TEKS TERSEDIA:
|---|

Kamis, 07 Januari 2010

Sejarah Pemikiran dan Peradaban

PEMIKIRAN TEOLOGI AL-MATURIDIYAH



BAB I

PENDAHULUAN

A. Latar Belakang

Teologi sebagai sebuah pembahasan ajaran-ajaran yang mendasar dari suatu agama dimana termasuk mengembangkan paham tentang Tuhan. Islam sebagai agama tentunya tidak lepas dari adanya teologi. Teologi diislam mempunyai keunikan tersendiri dalam pembahasannya, sehingga dalam sejarahnya yang panjang itu pembahasan tentang teologi islam sangatlah menarik, menegangkan, bahkan tidak sedikit menimbulkan perdebatan, permusuhan sampai pembunuhan atau ada juga pengkafiran.

Munculnya banyak aliran dalam teologi islam tentunya adanya keinginan memahami dasar-dasar agama islam. Dari pemahaman-pemahaman itulah yang kemudian muncul aliran-aliran yang tentunya tidak terlepas konteks yang ada. Kemunculan paham Teologi Al-Maturidiyah adalah diantara aliran-aliran dalam pembahasan teologi islam adalah salah satu fenomena diantaranya. Sebagai salah satu paham teologi dalam islam, teologi al-Maturidiyah tentunya mempunyai pendiri, ajaran atau pemikiran.

|---|

BARIS DATA:

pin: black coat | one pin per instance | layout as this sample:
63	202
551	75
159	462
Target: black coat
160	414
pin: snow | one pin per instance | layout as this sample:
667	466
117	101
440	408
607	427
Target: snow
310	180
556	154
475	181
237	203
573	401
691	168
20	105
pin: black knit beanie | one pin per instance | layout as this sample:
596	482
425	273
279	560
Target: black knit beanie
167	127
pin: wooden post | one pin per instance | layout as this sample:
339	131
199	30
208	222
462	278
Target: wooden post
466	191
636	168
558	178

|---|

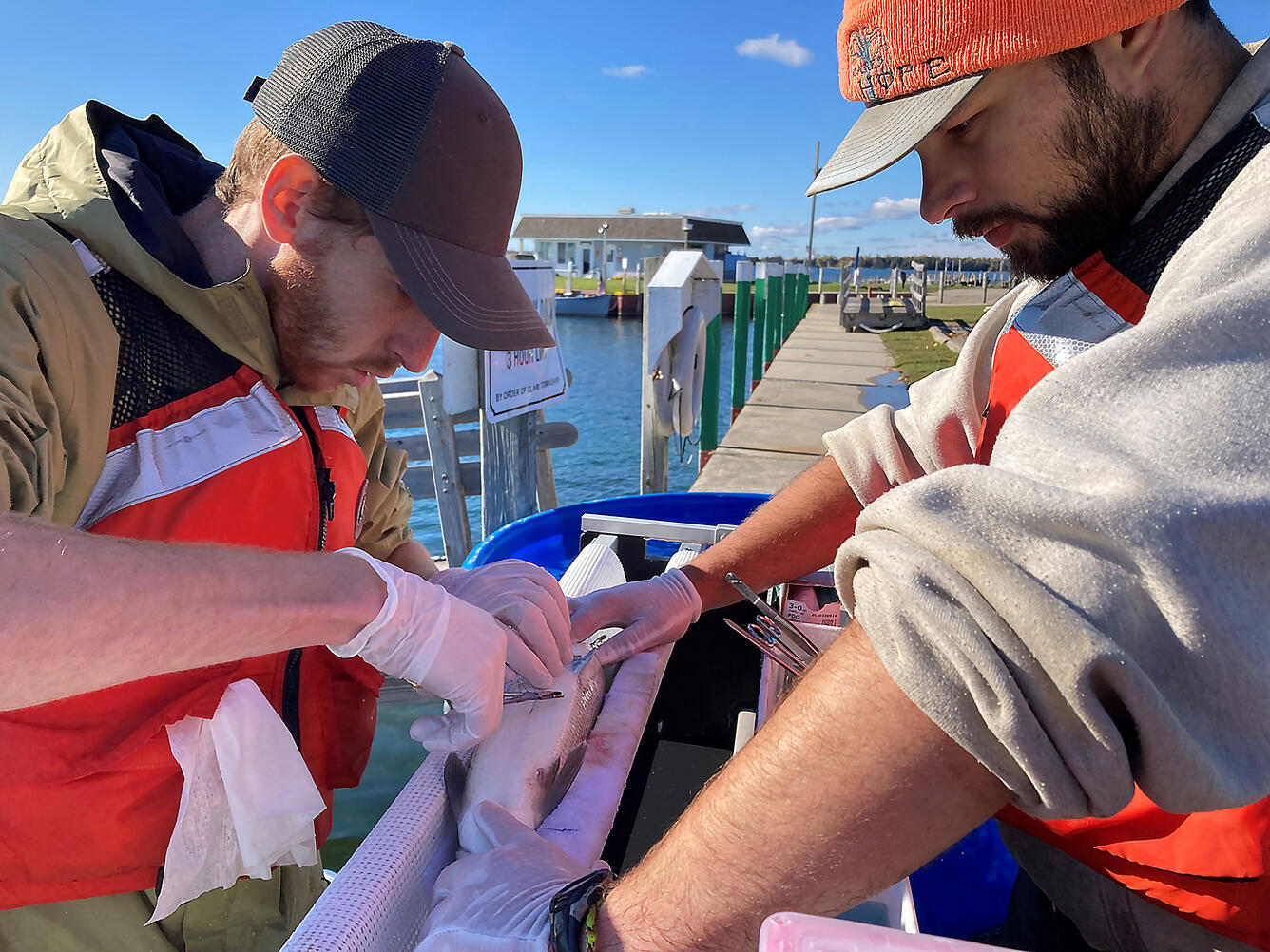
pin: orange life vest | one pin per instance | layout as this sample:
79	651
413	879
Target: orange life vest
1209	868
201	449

|---|

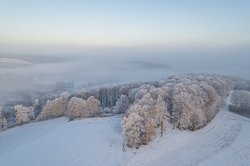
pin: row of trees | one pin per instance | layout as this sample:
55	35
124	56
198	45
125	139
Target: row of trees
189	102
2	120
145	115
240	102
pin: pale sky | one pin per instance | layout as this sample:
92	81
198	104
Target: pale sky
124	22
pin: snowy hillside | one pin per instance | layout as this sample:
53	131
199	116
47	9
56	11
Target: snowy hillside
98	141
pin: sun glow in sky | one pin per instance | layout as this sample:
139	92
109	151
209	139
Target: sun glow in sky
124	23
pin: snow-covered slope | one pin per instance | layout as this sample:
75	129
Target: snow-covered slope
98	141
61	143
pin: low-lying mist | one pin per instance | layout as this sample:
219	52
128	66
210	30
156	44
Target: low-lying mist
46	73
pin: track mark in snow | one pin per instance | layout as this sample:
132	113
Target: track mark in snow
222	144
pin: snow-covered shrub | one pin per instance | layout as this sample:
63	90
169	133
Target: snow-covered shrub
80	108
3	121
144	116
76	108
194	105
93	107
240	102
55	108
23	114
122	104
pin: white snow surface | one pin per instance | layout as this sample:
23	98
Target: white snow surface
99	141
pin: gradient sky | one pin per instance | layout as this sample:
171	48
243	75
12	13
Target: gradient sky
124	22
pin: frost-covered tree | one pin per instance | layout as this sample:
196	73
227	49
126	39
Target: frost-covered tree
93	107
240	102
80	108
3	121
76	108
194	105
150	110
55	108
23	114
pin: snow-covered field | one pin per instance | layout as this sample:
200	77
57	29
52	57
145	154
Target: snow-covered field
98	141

|---|

SOAL LATIHAN:
A. Tentukan apakah setiap pernyataan berikut sesuai dengan teks tentang teologi Al-Maturidiyah, lalu kutip kata-kata teks yang menjadi dasarnya: (i) pembahasan teologi Islam dalam sejarahnya ada yang menimbulkan pengkafiran; (ii) teologi Al-Maturidiyah tidak mempunyai pendiri; (iii) Islam sebagai agama lepas dari teologi.
B. Tuliskan lanjutan teks tentang teologi Al-Maturidiyah, dimulai setelah kalimat terakhir yang tercantum.

HASIL LATIHAN:
A.
(i) Ya: "bahkan tidak sedikit menimbulkan perdebatan, permusuhan sampai pembunuhan atau ada juga pengkafiran."
(ii) Tidak: "teologi al-Maturidiyah tentunya mempunyai pendiri, ajaran atau pemikiran."
(iii) Tidak: "Islam sebagai agama tentunya tidak lepas dari adanya teologi."

B.
Makalah ini mencoba membahas teologi al-Maturidiyah dan untuk memperjelasnya akan dirumuskan permasalahannya berikut.

B. Rumusan Masalah

Untuk mempermudah pembahasan, maka perlu dirumuskan masalah yang akan dibahas. Pembahasan akan difokuskan Teologi Al-Maturidiyah Samarkand.

Adapun rumusan masalahnya adalah :

1. Siapa pendiri teologi al-Maturidiyah Samarkand ?

2. Bagaimana pemikiran al-Maturidiyah mengenai :

a. Sifat-sifat Tuhan

b. Keadilan Tuhan

c. Melihat Tuhan

d. Perbuatan Tuhan

e. Konsep iman

f. Akal dan wahyu

g. Perbuatan manusia

C. Tujuan Penulisan

Tujuan dari penulisan makalah ini adalah untuk menjawab rumusan masalah di atas, yaitu :

1. Untuk mengetahui siapa pendiri teologi al-Maturidiyah Samarkand.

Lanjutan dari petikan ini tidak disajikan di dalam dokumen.